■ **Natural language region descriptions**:
--- START ---

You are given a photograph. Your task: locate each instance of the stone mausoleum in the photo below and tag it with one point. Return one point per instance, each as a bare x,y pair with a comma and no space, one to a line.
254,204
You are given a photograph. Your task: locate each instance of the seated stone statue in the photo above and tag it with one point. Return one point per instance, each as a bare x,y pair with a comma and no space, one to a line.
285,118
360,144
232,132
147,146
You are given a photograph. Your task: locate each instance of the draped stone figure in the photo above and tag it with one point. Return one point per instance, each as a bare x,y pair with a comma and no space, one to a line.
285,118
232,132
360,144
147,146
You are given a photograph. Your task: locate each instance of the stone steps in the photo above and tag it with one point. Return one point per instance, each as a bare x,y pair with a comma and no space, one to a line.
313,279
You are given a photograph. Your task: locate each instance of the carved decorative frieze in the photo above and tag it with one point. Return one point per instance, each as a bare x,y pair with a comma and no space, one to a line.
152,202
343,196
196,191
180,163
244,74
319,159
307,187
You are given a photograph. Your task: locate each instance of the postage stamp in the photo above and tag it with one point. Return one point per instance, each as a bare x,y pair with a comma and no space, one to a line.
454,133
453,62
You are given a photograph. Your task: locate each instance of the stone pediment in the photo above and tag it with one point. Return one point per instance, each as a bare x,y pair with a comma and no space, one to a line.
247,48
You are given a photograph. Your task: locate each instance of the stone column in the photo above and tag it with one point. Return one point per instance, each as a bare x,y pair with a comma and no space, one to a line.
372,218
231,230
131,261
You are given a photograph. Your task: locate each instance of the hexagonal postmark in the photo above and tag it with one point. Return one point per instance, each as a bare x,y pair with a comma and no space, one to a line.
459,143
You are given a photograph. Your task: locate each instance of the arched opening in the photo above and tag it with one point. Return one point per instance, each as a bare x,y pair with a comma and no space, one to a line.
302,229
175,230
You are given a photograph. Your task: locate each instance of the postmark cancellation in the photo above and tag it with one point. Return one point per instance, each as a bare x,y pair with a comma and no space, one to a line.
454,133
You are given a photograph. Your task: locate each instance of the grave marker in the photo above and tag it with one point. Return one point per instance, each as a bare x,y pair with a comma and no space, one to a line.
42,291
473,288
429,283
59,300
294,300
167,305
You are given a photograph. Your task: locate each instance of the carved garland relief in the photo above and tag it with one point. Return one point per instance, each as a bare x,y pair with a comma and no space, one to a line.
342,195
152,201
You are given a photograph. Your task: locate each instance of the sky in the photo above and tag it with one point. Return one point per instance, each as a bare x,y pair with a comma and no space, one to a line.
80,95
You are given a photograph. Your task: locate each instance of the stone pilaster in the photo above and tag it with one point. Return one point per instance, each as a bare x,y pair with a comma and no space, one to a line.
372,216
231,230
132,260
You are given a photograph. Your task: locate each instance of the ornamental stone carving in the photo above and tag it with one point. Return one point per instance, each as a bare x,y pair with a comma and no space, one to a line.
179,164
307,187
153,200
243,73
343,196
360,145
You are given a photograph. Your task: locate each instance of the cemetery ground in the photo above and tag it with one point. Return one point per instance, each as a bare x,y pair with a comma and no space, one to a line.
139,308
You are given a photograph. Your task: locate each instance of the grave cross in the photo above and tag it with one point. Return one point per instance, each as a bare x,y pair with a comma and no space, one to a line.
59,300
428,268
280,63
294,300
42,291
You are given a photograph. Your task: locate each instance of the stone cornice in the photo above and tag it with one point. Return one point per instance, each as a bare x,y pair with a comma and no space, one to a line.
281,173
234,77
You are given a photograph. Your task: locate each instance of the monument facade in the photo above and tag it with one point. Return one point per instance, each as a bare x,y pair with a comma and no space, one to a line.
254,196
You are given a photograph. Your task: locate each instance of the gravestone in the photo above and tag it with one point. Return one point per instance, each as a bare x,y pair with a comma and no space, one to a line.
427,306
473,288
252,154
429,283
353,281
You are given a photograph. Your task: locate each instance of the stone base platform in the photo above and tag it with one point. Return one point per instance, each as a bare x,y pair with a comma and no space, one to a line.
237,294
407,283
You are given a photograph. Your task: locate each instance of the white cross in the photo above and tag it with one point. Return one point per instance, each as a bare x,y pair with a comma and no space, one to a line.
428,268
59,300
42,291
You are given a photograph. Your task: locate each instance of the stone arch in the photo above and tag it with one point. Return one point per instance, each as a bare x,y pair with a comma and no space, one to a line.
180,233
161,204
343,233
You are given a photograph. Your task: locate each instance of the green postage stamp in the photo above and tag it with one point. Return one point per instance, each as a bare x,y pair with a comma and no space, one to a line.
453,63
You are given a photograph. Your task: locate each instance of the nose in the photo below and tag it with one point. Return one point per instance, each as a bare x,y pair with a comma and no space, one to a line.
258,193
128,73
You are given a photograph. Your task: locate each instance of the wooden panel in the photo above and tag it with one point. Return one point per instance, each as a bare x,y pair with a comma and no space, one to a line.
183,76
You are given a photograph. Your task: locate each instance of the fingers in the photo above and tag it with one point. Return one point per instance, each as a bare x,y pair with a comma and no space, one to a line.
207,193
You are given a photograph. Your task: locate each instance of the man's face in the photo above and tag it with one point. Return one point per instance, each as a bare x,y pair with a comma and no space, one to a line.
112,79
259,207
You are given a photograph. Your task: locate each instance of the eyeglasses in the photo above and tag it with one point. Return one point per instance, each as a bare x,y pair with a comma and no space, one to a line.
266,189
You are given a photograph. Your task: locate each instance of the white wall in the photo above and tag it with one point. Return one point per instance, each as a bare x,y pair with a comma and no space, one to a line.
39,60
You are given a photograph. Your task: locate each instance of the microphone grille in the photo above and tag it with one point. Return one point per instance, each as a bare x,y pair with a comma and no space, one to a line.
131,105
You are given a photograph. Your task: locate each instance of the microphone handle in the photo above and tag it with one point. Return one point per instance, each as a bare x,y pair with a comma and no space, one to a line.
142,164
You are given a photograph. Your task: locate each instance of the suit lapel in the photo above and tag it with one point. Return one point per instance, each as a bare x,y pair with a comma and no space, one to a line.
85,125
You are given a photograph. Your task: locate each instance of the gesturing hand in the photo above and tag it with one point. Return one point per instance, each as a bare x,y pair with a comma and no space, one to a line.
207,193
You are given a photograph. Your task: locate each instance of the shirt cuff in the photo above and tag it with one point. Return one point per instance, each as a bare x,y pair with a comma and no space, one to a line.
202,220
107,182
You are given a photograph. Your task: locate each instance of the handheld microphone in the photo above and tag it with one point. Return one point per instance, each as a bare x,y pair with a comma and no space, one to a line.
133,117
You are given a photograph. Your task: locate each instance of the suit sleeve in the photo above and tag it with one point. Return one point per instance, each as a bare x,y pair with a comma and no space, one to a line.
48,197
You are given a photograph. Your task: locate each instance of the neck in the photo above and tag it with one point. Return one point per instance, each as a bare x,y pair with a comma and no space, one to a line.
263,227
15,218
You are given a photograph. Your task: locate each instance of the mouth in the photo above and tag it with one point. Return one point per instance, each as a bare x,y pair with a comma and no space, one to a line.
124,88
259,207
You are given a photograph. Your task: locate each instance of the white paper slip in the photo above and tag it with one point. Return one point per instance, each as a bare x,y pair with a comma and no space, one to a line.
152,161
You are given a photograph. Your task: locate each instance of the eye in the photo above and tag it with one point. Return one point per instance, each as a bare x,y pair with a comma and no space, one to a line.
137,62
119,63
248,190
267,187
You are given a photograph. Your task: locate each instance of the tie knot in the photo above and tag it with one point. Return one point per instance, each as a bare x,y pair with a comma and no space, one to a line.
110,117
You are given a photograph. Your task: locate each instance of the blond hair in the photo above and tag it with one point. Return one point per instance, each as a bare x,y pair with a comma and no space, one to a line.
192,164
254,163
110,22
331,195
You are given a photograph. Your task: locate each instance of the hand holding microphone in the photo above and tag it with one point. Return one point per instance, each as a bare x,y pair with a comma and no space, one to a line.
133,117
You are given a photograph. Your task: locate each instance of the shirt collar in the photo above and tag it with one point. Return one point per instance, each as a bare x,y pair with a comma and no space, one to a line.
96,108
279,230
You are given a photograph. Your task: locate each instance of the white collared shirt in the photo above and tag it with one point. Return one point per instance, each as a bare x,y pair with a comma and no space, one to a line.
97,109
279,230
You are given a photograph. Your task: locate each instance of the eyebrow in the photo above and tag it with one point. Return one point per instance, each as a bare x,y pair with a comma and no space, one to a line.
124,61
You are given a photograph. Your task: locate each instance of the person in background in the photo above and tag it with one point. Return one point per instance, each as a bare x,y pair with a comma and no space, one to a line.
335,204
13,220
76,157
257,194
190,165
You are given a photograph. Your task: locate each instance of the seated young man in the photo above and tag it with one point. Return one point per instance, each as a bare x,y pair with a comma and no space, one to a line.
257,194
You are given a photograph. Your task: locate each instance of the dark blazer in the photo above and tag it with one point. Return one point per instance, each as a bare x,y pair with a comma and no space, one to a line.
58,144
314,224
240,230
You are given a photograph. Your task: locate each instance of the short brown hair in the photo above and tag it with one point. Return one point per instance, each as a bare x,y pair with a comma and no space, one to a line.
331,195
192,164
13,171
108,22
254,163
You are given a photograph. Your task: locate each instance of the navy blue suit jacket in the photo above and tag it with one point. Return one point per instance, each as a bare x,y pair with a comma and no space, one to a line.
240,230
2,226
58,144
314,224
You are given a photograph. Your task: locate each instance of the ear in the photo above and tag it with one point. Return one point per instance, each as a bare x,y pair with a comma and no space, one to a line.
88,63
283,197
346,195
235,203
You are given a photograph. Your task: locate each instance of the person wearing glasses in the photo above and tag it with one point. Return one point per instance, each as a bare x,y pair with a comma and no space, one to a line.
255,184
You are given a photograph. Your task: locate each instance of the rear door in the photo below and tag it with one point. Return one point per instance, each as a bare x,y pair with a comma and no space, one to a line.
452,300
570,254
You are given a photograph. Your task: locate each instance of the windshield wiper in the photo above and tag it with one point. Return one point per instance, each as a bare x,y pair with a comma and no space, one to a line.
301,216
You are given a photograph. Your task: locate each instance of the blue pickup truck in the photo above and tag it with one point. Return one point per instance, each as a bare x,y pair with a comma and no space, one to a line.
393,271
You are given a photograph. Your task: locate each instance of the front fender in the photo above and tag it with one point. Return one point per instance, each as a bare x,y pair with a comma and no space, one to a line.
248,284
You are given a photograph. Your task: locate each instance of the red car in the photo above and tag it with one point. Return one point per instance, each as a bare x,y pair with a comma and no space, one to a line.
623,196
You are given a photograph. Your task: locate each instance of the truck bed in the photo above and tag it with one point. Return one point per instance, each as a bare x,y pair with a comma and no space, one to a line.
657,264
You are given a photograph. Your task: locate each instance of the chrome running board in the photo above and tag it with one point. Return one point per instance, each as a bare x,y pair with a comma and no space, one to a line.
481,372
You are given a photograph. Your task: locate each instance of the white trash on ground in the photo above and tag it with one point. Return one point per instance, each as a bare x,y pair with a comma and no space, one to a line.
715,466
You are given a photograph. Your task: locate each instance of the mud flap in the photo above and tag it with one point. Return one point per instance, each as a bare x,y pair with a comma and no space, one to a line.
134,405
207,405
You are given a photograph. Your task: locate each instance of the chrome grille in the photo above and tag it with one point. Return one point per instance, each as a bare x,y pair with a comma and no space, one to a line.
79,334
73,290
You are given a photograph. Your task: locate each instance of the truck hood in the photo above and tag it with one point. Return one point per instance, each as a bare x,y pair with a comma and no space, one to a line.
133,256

--- END ---

■ **Requirement**:
Retype exactly the line with "the truck hood" and each line after it until the records end, and include no other line.

■ **Your solution**:
You are given a photograph. Your task: locate each instance of the truck hood in the photo above and tag it with one point. Return one point per instance, each as a bare x,y pair with a comma and no space, one to a line.
133,256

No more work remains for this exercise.